[EXERCISE AIM]
Which lines in the following entries contain the string "below"? Gather every such line, and count only matches with the same capitalization.

(Stored entries)
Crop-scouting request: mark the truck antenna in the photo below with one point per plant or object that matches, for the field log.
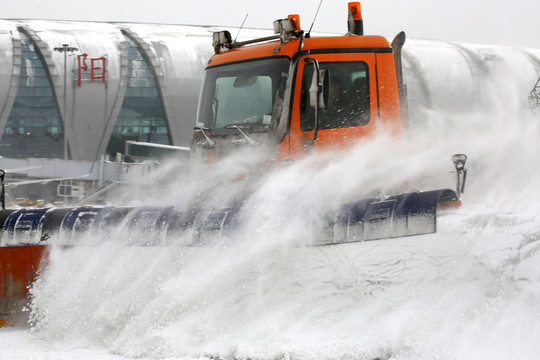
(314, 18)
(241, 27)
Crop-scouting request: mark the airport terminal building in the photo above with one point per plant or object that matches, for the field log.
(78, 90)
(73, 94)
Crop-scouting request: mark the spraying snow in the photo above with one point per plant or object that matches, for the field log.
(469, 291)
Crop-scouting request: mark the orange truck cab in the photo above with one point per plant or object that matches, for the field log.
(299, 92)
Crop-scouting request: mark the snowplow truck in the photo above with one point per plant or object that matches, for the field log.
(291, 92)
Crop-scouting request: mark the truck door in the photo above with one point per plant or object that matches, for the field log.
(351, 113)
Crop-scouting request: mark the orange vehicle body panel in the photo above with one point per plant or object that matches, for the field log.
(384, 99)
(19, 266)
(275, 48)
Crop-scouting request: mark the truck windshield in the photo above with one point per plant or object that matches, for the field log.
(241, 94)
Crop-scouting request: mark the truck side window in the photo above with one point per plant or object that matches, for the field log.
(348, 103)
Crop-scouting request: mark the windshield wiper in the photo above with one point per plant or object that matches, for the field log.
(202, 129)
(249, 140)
--
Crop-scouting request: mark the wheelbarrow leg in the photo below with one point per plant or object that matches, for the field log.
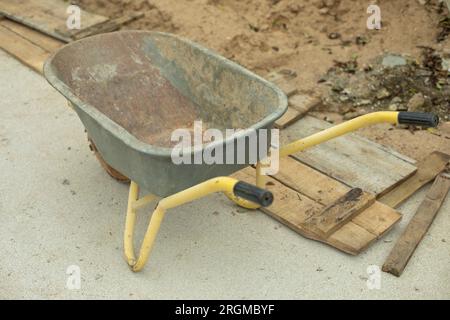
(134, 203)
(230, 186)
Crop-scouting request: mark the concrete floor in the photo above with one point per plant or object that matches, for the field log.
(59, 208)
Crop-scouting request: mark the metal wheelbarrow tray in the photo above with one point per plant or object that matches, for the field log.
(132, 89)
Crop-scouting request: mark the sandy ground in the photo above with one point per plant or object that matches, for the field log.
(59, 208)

[WRITTEN ANSWER]
Crop-scouting request: mark the truck antenna in the photo below with one point per plant or object that matches, for the field log.
Crop-scouting request: mark the wheelbarrow leg in the photo below with one point per plant or object that matches, for the field log.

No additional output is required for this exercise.